CHALLENGE 1 —
Check each statement below against the tokenization passage. Answer yes or no, and quote the text's exact words that decide it.
(a) In the first setup, process_and_tokenize is called with max_length set to 100.
(b) Option 2 splits each tokenized text into smaller parts before concatenating them.
(c) The dataset is loaded from a file named Womens_Clothing_Reviews.csv.
CHALLENGE 2 — From the tokenization passage, extract word for word the portion starting with "With padding (set" and going on through "print(tokenizer.decode(tdc.main_ddict['train']['input_ids'][0]))".

═══ TEXT PASSAGE

With padding (set max_length to None if you want to pad to model’s maximum sequence length)

dset = load_dataset('sample_data',data_files=['Womens_Clothing_Reviews.csv'],split='train')
tdc = TextDataLMController(dset,
                         main_text='Review Text',
                         filter_dict={'Review Text': lambda x: x is not None},
                         content_transformations=[text_normalize,str.lower],
                         cols_to_keep=['Clothing ID','Review Text'],
                         seed=42,
                         verbose=False
                        )
tdc.process_and_tokenize(tokenizer,line_by_line=True,max_length=100)
print(tokenizer.decode(tdc.main_ddict['train']['input_ids'][0]))
print(tokenizer.decode(tdc.main_ddict['validation']['input_ids'][0]))
<s>i ordered this online and was disappointed with the fit when it arrived. i ordered the xs and it was still oversize to the point of being unflattering. i am tall 5'9 " about 130 pounds and have a fairly thin torso and look best in cloths that have some shape. if you like a loose fit this might be for you. the material is thicker and warm and comfortable. i would suggest ordering down a size.</s><pad><pad><pad><pad><pad><pad><pad><pad><pad>
<s>this picture doesn't do the skirt justice. i paired it with a creme colored cashmere cowlneck sweater and a silver jeweled belt. it is really pretty and flattering on.</s><pad><pad><pad><pad><pad><pad><pad><pad><pad><pad><pad><pad><pad><pad><pad><pad><pad><pad><pad><pad><pad><pad><pad><pad><pad><pad><pad><pad><pad><pad><pad><pad><pad><pad><pad><pad><pad><pad><pad><pad><pad><pad><pad><pad><pad><pad><pad><pad><pad><pad><pad><pad><pad><pad><pad><pad><pad><pad><pad><pad>

b) Option 2: Tokenize every text, then concatenate them together before splitting them in smaller parts.

dset = load_dataset('sample_data',data_files=['Womens_Clothing_Reviews.csv'],split='train')
tdc = TextDataLMController(dset,
                         main_text='Review Text',
                         filter_dict={'Review Text': lambda x: x is not None},
                         content_transformations=[text_normalize,str.lower],
                         cols_to_keep=['Clothing ID','Review Text'],
                         seed=42,
                         verbose=False,
                        )

══════
═══ GIVEN DATA

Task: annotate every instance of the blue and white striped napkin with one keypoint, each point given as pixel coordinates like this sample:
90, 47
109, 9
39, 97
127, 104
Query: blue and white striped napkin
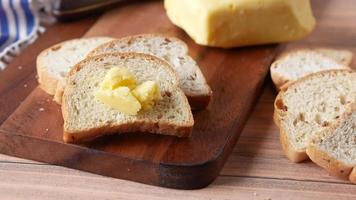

══════

RIGHT ANSWER 1 —
(a) Yes: "max_length=100"
(b) No: "Tokenize every text, then concatenate them together before splitting them in smaller parts."
(c) Yes: "data_files=['Womens_Clothing_Reviews.csv']"

RIGHT ANSWER 2 —
With padding (set max_length to None if you want to pad to model’s maximum sequence length)

dset = load_dataset('sample_data',data_files=['Womens_Clothing_Reviews.csv'],split='train')
tdc = TextDataLMController(dset,
                         main_text='Review Text',
                         filter_dict={'Review Text': lambda x: x is not None},
                         content_transformations=[text_normalize,str.lower],
                         cols_to_keep=['Clothing ID','Review Text'],
                         seed=42,
                         verbose=False
                        )
tdc.process_and_tokenize(tokenizer,line_by_line=True,max_length=100)
print(tokenizer.decode(tdc.main_ddict['train']['input_ids'][0]))